━━━ Text zur Prüfung ━━━

Sofern - wie der Beschwerdeführer behauptet - von der belangten Behörde die Vorschriften des § 45 AVG, im besonderen die Bestimmungen über das Parteiengehör nicht eingehalten worden sein sollten, könnte allenfalls eine vom VfGH nicht zu prüfende Verletzung einfachgesetzlicher Verfahrensvorschriften vorliegen, durch die aber eine Verletzung eines verfassungsgesetzlich gewährleisteten Rechtes nicht bewirkt worden sein könnte (vgl. VfSlg. 8309/1978).
Der VfGH findet keinen Anhaltspunkt für die Annahme, daß durch das Verhalten der belangten Behörde eine Gleichheitsverletzung des Beschwerdeführers bewirkt worden sein könnte. Der Beschwerdeführer ist im verfassungsgesetzlich gewährleisteten Recht auf Gleichheit aller Staatsbürger vor dem Gesetz nicht verletzt worden.

━━━

■ Aufgabenstellung
(A) Entnimm dem VfGH-Auszug wortgetreu alles von "Sofern - wie" bis hinunter zu "(vgl. VfSlg. 8309/1978).".
(B) In welchem Recht ist der Beschwerdeführer laut dem VfGH-Auszug nicht verletzt worden?

━━━ Gespeicherte Daten ━━━

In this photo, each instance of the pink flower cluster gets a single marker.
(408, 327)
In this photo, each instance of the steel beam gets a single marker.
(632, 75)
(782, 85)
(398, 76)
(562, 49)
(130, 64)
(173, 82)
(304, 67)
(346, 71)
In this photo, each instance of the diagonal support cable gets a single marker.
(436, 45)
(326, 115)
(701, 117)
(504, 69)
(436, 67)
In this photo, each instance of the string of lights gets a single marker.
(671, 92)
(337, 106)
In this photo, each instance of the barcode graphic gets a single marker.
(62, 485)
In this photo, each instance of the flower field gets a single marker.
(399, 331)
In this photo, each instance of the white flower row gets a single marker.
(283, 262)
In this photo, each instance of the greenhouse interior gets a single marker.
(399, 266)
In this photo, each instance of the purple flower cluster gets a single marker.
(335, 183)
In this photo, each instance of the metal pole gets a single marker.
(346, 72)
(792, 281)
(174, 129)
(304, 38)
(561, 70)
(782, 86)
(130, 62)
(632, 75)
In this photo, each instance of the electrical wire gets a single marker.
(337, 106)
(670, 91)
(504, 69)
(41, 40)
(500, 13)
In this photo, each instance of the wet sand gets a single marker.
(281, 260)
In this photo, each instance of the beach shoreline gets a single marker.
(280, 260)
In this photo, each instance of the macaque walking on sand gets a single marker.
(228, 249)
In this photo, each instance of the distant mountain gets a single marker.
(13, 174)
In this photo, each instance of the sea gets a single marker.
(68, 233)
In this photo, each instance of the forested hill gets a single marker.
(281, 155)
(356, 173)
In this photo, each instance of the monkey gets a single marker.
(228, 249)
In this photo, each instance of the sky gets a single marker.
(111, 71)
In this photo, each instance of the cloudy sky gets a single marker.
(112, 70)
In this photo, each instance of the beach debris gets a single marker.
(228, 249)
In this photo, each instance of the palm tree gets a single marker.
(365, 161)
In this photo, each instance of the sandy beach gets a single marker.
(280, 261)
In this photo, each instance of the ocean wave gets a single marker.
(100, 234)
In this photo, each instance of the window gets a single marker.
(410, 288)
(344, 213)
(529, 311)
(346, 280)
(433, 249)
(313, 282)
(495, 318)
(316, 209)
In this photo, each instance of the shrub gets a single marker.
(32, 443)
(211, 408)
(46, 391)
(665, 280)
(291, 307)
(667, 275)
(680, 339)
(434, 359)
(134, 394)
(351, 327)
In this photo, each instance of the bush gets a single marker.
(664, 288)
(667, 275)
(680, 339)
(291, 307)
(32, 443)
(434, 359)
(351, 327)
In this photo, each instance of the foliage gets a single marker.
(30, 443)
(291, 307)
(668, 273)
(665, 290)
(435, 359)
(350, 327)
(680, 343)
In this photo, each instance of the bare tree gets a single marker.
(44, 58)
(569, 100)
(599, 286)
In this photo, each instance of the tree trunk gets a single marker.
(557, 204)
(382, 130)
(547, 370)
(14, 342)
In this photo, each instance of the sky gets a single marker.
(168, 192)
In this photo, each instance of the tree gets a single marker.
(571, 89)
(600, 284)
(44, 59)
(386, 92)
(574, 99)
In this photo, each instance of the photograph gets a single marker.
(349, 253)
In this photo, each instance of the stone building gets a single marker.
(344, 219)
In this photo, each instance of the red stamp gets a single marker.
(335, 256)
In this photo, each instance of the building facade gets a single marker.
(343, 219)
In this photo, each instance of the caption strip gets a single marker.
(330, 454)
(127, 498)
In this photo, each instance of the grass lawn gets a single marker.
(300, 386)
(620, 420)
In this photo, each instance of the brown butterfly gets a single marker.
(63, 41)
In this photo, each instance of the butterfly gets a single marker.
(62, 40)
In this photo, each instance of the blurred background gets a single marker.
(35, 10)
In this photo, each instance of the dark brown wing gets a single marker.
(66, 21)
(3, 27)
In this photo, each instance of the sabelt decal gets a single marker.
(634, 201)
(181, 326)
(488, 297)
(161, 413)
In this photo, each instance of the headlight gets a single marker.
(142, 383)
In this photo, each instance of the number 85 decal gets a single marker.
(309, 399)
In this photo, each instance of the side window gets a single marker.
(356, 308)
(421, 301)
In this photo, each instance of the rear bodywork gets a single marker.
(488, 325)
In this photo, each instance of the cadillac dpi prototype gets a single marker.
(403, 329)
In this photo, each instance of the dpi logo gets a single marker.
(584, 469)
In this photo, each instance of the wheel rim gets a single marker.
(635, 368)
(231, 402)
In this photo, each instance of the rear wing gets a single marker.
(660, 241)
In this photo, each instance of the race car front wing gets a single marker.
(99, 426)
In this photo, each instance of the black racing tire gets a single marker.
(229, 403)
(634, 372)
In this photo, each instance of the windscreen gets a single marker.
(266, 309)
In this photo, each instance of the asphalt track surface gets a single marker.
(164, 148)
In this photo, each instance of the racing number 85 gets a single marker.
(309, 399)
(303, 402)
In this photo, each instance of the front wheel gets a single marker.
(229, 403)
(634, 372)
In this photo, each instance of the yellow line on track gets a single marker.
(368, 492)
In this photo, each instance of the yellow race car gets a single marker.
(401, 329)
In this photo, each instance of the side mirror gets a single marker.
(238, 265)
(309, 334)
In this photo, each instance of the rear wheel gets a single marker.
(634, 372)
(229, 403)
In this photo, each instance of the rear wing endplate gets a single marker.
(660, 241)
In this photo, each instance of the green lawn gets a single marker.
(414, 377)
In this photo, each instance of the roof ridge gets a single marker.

━━━

■ Antworten je Aufgabe
(A)
Sofern - wie der Beschwerdeführer behauptet - von der belangten Behörde die Vorschriften des § 45 AVG, im besonderen die Bestimmungen über das Parteiengehör nicht eingehalten worden sein sollten, könnte allenfalls eine vom VfGH nicht zu prüfende Verletzung einfachgesetzlicher Verfahrensvorschriften vorliegen, durch die aber eine Verletzung eines verfassungsgesetzlich gewährleisteten Rechtes nicht bewirkt worden sein könnte (vgl. VfSlg. 8309/1978).

(B) Im verfassungsgesetzlich gewährleisteten Recht auf Gleichheit aller Staatsbürger vor dem Gesetz.